Text extract:

You are receiving this because you are subscribed to this thread.Message
ID: ***@***.***>

wootwoot1234 avatar Nov 03 '22 21:11 wootwoot1234

@wootwoot1234 Totally agree, I used this library for 3 years and the sad reality is that it's not reliable and Bull works much better.

axelmarciano avatar Nov 03 '22 21:11 axelmarciano

Thanks for the feedback @wootwoot1234 and @axelmarciano

This is very sad news to be honest. We are thinking about some creative solutions to workaround the issue but it is really annoying that it can not be just fixed properly in the library just fixing the query/indices in a proper way.

At least, the library docs should be clearly advising about the limits and pitfalls. After having this 4 years in production, this is really a big issue.

Guys how can you move from agenda to bull? As far as I know it is queue with some features like delays, etc... The main issue is that we need a reliable schedule solution to make sure we run some stuff in specific time, say, in 4 months... That includes timezones etc... Is Bull an option for that?

Thanks in advance

jhmilan avatar Nov 03 '22 21:11 jhmilan

Hey @jhmilan, the migration to bull was very smooth for us despite the size of our service with over a hundred thousand jobs per day: scheduled job, delayed job, recurring cron jobs etc... everything works fine and it's very reliable ! There are a few pitfalls to avoid to prevent excessive use of redis that could impact server resources but you fill figure it out quickly.

axelmarciano avatar Nov 03 '22 21:11 axelmarciano

Another, maybe easier way, is to use https://www.npmjs.com/package/@hokify/agenda it's a fork called agendaTS, that has all the known issues fixed!

simllll avatar Nov 03 '22 21:11 simllll

Another, maybe easier way, is to use https://www.npmjs.com/package/@hokify/agenda it's a fork called agendaTS, that has all the known issues fixed!

Interesting, thanks. I see it requires mongo v4 at least but it would ok if the issues are really fixed. Will check it out

jhmilan avatar Nov 03 '22 22:11 jhmilan

@jhmilan Unfortunately there is currently a small number of "Active" maintainers including myself. We could use more people on the project since we are all working on agenda in our spare time.

Like @koresar said you could find an ideal index and give it to us, Please open a PR so we can fix this issue.

harisvsulaiman avatar Nov 04 '22 06:11 harisvsulaiman

The folks over at Rocket chat has been using agenda for some time . I hope @simllll and the folks at rocket like @murtaza98 will bring over their fixes so the wider community can benefit since this repo has the most stars and largest number of downloads (which is growing)

harisvsulaiman avatar Nov 04 '22 06:11 harisvsulaiman

@harisvsulaiman I agree with the above statements: BullMQ is more stable and faster. The Agenda fork is also a good way to do things because in OSS sometimes it's beneficial.

I'd love to give agenda NPM publishing permissions to the AgendaTS maintainers. They seem done great job! @simllll would you consider taking over Agenda and publish your fork as the next MAJOR version [email protected]?

koresar avatar Nov 07 '22 03:11 koresar

@koresar I think @simllll should consider bring whole the full repo and changes so that we can retain the star count.

This will help users identify the project.

Material shown:
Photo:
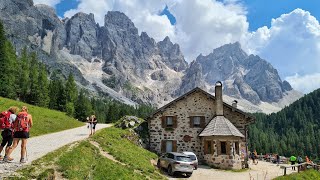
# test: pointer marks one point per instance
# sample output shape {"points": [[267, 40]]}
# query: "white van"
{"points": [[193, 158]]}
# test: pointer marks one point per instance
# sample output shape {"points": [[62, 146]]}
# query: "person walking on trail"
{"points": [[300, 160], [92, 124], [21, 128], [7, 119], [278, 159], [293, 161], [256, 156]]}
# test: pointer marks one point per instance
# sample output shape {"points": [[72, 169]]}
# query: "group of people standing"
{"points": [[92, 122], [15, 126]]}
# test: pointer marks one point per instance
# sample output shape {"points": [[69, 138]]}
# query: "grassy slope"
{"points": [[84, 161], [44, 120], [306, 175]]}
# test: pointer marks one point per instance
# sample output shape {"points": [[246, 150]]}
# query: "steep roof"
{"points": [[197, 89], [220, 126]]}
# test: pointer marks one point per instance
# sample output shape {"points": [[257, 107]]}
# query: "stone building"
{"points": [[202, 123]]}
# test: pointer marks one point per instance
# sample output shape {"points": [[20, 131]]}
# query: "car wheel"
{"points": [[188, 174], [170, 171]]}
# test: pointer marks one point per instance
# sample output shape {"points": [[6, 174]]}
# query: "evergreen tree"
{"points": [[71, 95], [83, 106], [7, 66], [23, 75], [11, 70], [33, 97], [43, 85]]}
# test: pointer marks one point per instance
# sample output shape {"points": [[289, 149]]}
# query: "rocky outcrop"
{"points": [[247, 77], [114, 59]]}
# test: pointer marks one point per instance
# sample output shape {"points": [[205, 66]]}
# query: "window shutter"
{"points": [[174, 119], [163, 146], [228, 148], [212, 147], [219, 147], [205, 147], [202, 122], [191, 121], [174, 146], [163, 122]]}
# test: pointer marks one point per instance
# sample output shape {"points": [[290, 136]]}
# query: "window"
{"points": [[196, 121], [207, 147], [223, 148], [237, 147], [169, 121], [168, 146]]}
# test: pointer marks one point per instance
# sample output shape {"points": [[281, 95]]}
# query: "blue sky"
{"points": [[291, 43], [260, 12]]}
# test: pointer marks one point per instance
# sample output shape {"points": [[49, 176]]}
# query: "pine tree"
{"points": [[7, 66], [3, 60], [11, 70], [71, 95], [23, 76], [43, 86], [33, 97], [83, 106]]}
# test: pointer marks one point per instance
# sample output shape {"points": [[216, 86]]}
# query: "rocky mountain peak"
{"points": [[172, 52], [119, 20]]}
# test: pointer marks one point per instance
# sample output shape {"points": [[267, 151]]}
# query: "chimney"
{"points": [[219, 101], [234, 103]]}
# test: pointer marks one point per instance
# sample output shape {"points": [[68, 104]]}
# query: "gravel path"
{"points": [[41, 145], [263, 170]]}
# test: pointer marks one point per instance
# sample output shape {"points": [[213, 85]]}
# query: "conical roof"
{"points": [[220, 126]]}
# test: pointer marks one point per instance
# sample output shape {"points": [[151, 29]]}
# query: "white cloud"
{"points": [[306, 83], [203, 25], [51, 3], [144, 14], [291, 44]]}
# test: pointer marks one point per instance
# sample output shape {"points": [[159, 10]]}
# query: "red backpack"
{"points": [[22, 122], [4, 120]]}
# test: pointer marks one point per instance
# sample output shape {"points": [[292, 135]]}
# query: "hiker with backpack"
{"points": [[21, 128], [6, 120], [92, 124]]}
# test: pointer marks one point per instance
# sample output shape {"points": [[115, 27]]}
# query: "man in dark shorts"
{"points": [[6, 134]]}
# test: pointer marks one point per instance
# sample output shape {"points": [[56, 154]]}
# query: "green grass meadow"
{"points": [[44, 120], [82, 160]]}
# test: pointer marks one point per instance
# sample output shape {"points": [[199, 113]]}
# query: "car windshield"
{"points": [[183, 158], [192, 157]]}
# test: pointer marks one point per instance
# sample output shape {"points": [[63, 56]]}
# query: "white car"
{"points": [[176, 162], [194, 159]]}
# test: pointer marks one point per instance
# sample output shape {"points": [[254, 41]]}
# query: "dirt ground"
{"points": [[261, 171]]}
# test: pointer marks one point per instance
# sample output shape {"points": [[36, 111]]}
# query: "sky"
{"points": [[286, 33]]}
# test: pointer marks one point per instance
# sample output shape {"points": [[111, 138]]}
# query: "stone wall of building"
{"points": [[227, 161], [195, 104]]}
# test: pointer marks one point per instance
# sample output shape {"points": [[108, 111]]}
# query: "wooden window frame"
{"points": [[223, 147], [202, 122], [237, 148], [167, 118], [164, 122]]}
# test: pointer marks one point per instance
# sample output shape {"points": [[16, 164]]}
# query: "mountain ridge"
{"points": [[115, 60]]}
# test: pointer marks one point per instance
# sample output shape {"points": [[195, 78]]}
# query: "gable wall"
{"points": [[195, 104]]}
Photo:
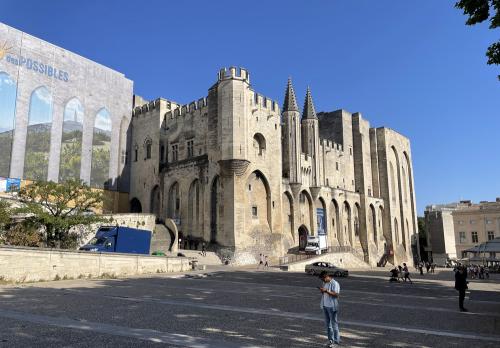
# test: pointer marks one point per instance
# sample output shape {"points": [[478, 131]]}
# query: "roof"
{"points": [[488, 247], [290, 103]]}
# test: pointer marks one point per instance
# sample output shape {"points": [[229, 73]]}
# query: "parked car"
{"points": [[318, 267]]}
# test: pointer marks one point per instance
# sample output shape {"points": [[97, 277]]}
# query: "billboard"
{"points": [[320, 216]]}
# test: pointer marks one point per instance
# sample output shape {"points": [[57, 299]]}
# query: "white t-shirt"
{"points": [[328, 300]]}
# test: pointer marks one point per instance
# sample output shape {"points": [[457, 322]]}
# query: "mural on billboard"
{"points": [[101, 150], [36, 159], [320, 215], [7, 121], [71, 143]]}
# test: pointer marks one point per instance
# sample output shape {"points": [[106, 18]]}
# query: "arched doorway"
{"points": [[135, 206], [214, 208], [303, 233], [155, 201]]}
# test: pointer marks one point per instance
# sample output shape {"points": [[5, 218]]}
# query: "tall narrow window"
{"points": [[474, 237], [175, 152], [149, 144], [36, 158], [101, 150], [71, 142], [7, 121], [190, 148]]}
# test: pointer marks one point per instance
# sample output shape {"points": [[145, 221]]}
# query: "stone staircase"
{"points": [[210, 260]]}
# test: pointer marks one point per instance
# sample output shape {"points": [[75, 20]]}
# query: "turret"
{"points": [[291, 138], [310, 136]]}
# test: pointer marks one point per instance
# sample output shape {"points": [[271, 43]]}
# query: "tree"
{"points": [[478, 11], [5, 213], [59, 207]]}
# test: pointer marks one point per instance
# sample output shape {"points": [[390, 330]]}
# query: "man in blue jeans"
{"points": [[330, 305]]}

Short task: Carry on the forum thread about Agenda's reliability problems, starting after its last line.

Exercise response:
harisvsulaiman avatar Nov 07 '22 04:11 harisvsulaiman

Thanks, I'm open for this idea to bring the commits in here. Unfortunately my time is quite limited right now and we need to figure out how we should approach, some ideas: 1.) try to create a PR that is based on the current agenda master, and try to keep as many commits from the agendaTS to have a change history. in case of merge conflicts, keep the agendaTS code. 2.) rename everything back to agenda 3.) improve docs of new features like job forking (https://github.com/hokify/agenda#sandboxed-worker---use-child-processes) 4.) write breaking changes and transition guide (e.g. there is no save job result in agendaTS, and before bringing that into it, I would like to have a PR to discuss about it, see also https://github.com/hokify/agenda/issues/29) there are also some other breaking changes like "define() config paramter moved from 2nd position to 3rd" and maybe even some more?

all in all, I'm more than grateful for your words and chance to bring the main agenda back to life ;-) thanks guys! but I definitely would need your support for accomplishing that!

simllll avatar Nov 07 '22 22:11 simllll

I can't invest my time any more into this project unfortunately. But will help granting all the necessary permissions.

koresar avatar Nov 08 '22 11:11 koresar

Hi all,

I have done some more investigation and can bring some more light to the topic.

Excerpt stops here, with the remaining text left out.